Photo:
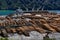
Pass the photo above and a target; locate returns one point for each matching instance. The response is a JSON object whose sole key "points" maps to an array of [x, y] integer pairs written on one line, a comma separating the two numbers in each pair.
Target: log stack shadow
{"points": [[24, 24]]}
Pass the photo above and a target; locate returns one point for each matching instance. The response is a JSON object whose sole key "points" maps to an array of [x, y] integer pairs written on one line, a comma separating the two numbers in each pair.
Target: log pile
{"points": [[27, 23]]}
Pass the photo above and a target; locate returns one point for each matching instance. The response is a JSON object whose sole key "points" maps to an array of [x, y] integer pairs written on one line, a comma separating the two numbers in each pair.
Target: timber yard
{"points": [[26, 22]]}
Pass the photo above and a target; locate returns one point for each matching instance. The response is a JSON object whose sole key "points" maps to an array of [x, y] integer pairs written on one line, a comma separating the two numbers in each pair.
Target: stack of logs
{"points": [[24, 26]]}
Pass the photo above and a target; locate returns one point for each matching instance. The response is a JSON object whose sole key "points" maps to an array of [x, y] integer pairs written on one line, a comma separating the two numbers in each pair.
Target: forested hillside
{"points": [[30, 4]]}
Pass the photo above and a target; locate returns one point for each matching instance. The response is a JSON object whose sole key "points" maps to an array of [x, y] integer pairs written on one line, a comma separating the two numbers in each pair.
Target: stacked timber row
{"points": [[23, 24]]}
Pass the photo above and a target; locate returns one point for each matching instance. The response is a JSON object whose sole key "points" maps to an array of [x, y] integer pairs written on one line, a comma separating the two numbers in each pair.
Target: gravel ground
{"points": [[34, 36]]}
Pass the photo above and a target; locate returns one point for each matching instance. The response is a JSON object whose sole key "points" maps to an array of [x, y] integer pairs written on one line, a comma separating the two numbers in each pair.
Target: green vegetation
{"points": [[3, 38], [14, 4], [46, 38]]}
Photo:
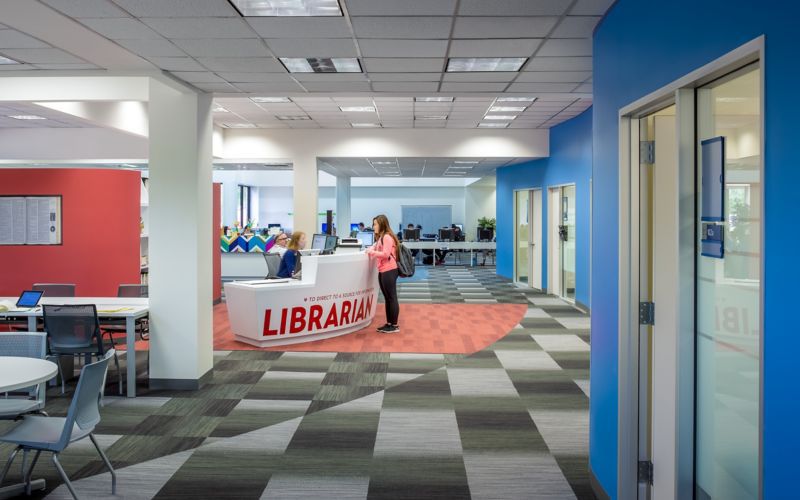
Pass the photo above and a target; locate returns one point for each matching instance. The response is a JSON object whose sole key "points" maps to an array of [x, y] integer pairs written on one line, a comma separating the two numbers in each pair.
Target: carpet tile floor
{"points": [[507, 422]]}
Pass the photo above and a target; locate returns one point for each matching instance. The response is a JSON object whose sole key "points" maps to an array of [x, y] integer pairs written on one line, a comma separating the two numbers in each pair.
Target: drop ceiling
{"points": [[403, 47]]}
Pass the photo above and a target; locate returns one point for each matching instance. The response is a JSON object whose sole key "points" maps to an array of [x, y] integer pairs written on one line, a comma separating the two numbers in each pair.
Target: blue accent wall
{"points": [[570, 162], [638, 48]]}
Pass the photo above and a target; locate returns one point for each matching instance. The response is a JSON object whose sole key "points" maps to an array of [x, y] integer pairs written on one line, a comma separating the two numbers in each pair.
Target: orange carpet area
{"points": [[424, 328]]}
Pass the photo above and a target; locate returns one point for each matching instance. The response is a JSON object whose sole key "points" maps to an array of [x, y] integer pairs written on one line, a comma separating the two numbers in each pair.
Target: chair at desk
{"points": [[73, 330], [26, 345], [273, 264], [55, 289]]}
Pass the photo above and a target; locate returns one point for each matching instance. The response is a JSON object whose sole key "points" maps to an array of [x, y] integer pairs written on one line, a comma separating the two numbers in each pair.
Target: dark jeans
{"points": [[388, 283]]}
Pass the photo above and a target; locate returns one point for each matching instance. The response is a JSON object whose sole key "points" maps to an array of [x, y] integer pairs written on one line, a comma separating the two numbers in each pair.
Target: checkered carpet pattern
{"points": [[509, 421]]}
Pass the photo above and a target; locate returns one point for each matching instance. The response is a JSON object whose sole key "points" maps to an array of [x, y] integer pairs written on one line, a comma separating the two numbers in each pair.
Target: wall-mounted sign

__TASK STATEMENT__
Exactness is what counts here: copy each entry as given and omit its pictures.

__PROBLEM SOLUTION__
Photo:
Pass the photo above and a target; locate returns one point for each matching instance. The response is a JSON object whose sole key "points" maps to an array of [x, y] integer pairs written on one line, a comma separating the two numbers in each pair.
Target: log stack shadow
{"points": [[24, 24]]}
Pass the photo above and a target; locate returns one point for each matching instance. The response is a JSON object whose sole key "points" maps to an array of [x, y] integer pairs written on one line, a comma separating the two numbers in each pair.
Target: log pile
{"points": [[27, 23]]}
Pass the photo above and a target; locate returns one point for each matching instance. The response is a JSON object whose sole key "points" maps to an array of [x, y] integer pairs written on one line, a comma separating the two numbers in each pair.
Target: timber yard
{"points": [[26, 22]]}
Pass the photo above and a target; locate returns one point for each matching instance. The response is a JSON object whose sole key "points" maps to an array of [x, y] integer pairs written on one line, a comma separating the two numbers in each pair.
Target: stack of logs
{"points": [[24, 26]]}
Pass the photo above and a target; locate returns one point for each matching instance. The response is a JSON object whose sole key "points" maps to an array of [x, y] integer pairs written on one line, a comma separating the two numbers in each pair.
Target: forested hillside
{"points": [[30, 4]]}
Pass the photo above and a target; locate returns one point for each matching instance. The response is a JSON object whose sole key "points" maps to an array of [x, y] integer pairs written on one line, a comma separating the two numbers in each pair.
Target: stacked timber row
{"points": [[23, 24]]}
Pass the photo above and a target; locate returns one point for each matching instance. The response is a JSON object whose sole key "points" maps to an array of [x, y] integer pairs written on one line, a comma separating the two numbers in each pair.
Target: gravel ground
{"points": [[34, 36]]}
Pass the photo above and a target; locate returns one point for each matching instance. The response is a JSON object whose sole key "points" maps to an array of [x, y] integer pairs written on one line, a comma separating the two numbers in each pair.
Target: green vegetation
{"points": [[3, 38], [14, 4], [46, 38]]}
Photo:
Pass the photo above and a target; locate returns one point for each matching instance. The response is a JSON object whose sole key "points" maps to an array of [x, y] integer pairs written on one line, a comma separating the two numbers in each pair.
Target: carpet tile floor
{"points": [[507, 422]]}
Pass the photo above and a target; locate returns one point for each matching instance. The response is a JSON object whose sole key "points" maps to an array of [x, y] integer pairs written on one line, a comma separating the two numbers in each pair.
Target: drop ceiling
{"points": [[403, 47]]}
Pass the photo above and a target; locate returns one point for each matching instance. The response is a JSON object whose sole key "points" maps to an array of [x, y] integer pairs written on one line, a comma separating the two numbers in each pair.
Target: blue accent wall
{"points": [[570, 162], [638, 48]]}
Pass the photo above and a target; locate returns one point for each matching instance. The response is a JSON object whose sole key "points" maps to an array of [x, y] integer pairs written on one line, a comma separating the two numbers in each pair.
Target: orange carpet area
{"points": [[424, 328]]}
Pass the photo above and a target; locate returns one point for each matching instance. The response is a JSON object whose sole key "points" maps to an array of [x, y] integer pairs written on one line, a comma separating the two numbers in each pair.
Target: chair at desk
{"points": [[73, 330], [26, 345], [273, 264], [55, 289]]}
Pass the photo above and a target; locate returns one point for each matching instance. The response is a JSON object whose sole key "points" maps to an array of [x, y] integer pairs written on one line, a comma separating the two numbers in each pair.
Target: dark jeans
{"points": [[388, 283]]}
Pass the photo above and a target; locate returns one point for each matching instance. The response is a JSON object whose sole key "points" maps to an array of [x, y] integer pairs written on one line, a comma separating the two numbers in each pair.
Target: checkered carpet pattern
{"points": [[509, 421]]}
Pass the photo above and a target; locate returns one point for each matching instance. The response is a JSON object whose sole key "points" maps to an array of [x, y] integer pairs written on one line, a comma separating the two numbers in each pair.
Target: wall-mounted sign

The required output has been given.